### [Your goal]
Every entry below must appear again, exactly as written.

[Coordinate labeling data]
'''

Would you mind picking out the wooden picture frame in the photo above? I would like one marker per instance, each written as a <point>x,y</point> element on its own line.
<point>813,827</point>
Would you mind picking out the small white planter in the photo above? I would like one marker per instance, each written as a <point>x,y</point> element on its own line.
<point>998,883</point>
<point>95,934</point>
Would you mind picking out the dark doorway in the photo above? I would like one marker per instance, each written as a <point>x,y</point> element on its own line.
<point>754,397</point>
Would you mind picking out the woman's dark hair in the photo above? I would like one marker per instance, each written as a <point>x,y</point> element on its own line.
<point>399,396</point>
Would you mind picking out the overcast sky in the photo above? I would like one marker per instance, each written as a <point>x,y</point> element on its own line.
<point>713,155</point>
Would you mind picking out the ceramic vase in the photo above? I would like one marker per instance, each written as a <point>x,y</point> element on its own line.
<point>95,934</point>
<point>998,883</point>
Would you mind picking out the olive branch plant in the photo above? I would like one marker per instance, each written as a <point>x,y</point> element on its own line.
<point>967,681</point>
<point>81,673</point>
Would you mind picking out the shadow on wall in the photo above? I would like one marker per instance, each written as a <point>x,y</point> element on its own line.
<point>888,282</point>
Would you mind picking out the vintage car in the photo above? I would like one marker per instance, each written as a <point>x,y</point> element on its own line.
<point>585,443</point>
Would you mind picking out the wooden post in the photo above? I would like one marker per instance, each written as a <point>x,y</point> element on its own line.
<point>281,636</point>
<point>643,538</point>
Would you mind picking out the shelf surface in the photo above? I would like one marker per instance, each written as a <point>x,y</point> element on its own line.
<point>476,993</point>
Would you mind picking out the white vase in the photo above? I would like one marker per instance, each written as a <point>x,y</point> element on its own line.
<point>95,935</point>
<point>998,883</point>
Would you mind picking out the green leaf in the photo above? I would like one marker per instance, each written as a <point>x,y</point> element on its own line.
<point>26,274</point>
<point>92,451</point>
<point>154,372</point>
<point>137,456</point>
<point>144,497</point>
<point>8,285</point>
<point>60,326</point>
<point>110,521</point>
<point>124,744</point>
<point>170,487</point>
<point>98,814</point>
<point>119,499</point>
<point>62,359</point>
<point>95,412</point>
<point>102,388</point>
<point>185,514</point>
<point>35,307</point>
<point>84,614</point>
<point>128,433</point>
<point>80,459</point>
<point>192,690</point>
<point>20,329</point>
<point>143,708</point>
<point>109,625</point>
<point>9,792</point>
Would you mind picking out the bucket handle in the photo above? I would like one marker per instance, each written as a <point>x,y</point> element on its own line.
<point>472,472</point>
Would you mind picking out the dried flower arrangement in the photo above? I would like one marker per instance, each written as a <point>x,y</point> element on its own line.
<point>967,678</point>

'''

### [Reply]
Would you mind picking out the wooden picture frame in the photo above? I would like one marker per instance, each written as a <point>x,y</point> element on its own line.
<point>813,827</point>
Would you mind picking out the small white planter in the photo above? I would like one marker per instance, each written as a <point>x,y</point> element on its own line.
<point>998,883</point>
<point>95,934</point>
Would you mind picking out the dark doorway in the photo above? I would like one marker per instance, each written as a <point>x,y</point> element on its own line.
<point>754,397</point>
Would you mind picking out the woman's dark hair in the photo above? I would like one marker per instance, each written as a <point>x,y</point> element on its own line.
<point>399,396</point>
Would you mind picking out the overcast sky in the photo above? I would like one marker per instance, each written as a <point>x,y</point> element on its own line.
<point>713,155</point>
Would you mind picking out the ceramic vase in the photo above? I would like one marker per instance, each written as a <point>x,y</point> element on its own line.
<point>95,934</point>
<point>998,883</point>
Would you mind picking out the olive branch plant in the photo above? I would like one marker per instance, each written as a <point>x,y</point> element on its own line.
<point>967,681</point>
<point>81,673</point>
Would you mind picking out the shadow on wall in the photo above? I would like one marker per instance, each written as a <point>x,y</point> element on its own line.
<point>888,282</point>
Would you mind picking out the vintage car in the photo above? I would like one marker per instance, each written as a <point>x,y</point> element on its own line.
<point>585,443</point>
Would you mind picking out the wooden post in the photo above? I would like one marker per instance, each written as a <point>x,y</point> element on its own line.
<point>281,636</point>
<point>643,538</point>
Would you mind picking out the shelf surface in the photo above? I would like one marker per instance, each written as a <point>x,y</point> element on its own line.
<point>476,993</point>
Would you mind picking out the white vase in the photo above? I would like one marker per instance, each written as a <point>x,y</point> element on its own line.
<point>95,935</point>
<point>998,883</point>
Would you mind picking out the green leaf in the photo above? I would like one marker per instance, each written as a <point>x,y</point> element on its own line.
<point>26,274</point>
<point>92,451</point>
<point>154,372</point>
<point>137,456</point>
<point>144,497</point>
<point>8,285</point>
<point>60,326</point>
<point>110,521</point>
<point>124,744</point>
<point>170,487</point>
<point>98,814</point>
<point>119,499</point>
<point>62,359</point>
<point>95,412</point>
<point>102,388</point>
<point>185,514</point>
<point>35,307</point>
<point>84,614</point>
<point>128,433</point>
<point>80,459</point>
<point>192,690</point>
<point>20,329</point>
<point>143,708</point>
<point>109,625</point>
<point>9,792</point>
Would you mind picking out the bucket handle in the photo above? I would like one marker per instance, each written as a <point>x,y</point> element on its own line.
<point>472,472</point>
Would you mind picking out the dried flower arrangement in the photo above? I would like one marker per instance, each written as a <point>x,y</point> element on its own line.
<point>967,678</point>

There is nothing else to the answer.